**The task**
Count the lines in the material below that contain the string "rear", with case counting, and reply with only that number.

**Input records**
-.-.-
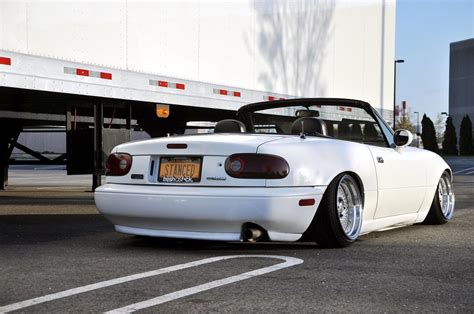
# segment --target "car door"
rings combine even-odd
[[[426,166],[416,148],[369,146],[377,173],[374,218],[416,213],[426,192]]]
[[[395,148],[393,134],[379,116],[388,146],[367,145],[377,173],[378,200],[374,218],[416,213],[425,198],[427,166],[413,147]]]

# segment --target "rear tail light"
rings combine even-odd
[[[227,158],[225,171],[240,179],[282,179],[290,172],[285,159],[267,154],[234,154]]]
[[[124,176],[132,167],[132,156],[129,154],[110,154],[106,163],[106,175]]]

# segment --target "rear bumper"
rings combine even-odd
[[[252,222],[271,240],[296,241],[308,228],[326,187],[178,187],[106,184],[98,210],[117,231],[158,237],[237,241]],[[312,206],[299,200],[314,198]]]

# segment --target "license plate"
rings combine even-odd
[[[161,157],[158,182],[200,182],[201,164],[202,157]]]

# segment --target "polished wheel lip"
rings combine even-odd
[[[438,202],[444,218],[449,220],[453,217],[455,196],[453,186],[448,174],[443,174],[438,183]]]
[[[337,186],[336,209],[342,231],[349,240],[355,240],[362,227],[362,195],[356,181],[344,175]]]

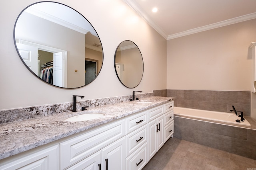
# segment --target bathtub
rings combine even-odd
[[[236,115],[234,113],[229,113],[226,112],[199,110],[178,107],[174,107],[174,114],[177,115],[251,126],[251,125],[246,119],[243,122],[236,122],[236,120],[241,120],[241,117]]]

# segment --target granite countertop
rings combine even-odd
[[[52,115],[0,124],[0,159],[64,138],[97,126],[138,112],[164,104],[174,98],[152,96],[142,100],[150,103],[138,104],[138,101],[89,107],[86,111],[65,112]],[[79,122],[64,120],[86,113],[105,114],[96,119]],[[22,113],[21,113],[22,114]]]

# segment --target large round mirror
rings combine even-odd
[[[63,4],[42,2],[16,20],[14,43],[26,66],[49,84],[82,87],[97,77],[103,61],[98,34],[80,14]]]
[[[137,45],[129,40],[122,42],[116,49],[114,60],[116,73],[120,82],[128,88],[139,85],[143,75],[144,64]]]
-.-.-
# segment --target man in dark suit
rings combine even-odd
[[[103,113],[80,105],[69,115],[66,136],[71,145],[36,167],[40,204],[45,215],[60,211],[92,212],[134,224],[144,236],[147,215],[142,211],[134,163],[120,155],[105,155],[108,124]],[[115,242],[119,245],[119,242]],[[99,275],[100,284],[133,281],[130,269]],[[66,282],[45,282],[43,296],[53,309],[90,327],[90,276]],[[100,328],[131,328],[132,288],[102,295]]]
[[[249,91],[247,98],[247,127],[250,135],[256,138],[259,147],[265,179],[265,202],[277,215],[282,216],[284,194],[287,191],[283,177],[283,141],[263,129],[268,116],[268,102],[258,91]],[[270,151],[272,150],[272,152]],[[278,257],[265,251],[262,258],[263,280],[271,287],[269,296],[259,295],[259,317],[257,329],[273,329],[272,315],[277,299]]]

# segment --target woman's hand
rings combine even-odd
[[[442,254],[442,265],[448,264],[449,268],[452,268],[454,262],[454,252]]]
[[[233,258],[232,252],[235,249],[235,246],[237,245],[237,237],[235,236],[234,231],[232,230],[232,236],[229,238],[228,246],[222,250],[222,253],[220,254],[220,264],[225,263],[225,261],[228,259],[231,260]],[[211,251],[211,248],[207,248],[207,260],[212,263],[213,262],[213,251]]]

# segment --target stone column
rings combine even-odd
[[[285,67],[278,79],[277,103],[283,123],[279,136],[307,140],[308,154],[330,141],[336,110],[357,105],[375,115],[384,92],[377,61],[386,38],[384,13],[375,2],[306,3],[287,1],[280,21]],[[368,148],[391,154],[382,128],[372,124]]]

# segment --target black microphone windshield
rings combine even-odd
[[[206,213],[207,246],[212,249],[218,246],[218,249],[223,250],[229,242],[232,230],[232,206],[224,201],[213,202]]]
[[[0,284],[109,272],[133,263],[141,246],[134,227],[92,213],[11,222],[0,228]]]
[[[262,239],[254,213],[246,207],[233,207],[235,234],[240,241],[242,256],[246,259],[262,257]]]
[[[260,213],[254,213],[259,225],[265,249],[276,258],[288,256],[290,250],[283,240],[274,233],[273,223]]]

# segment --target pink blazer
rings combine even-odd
-.-.-
**Solved exercise**
2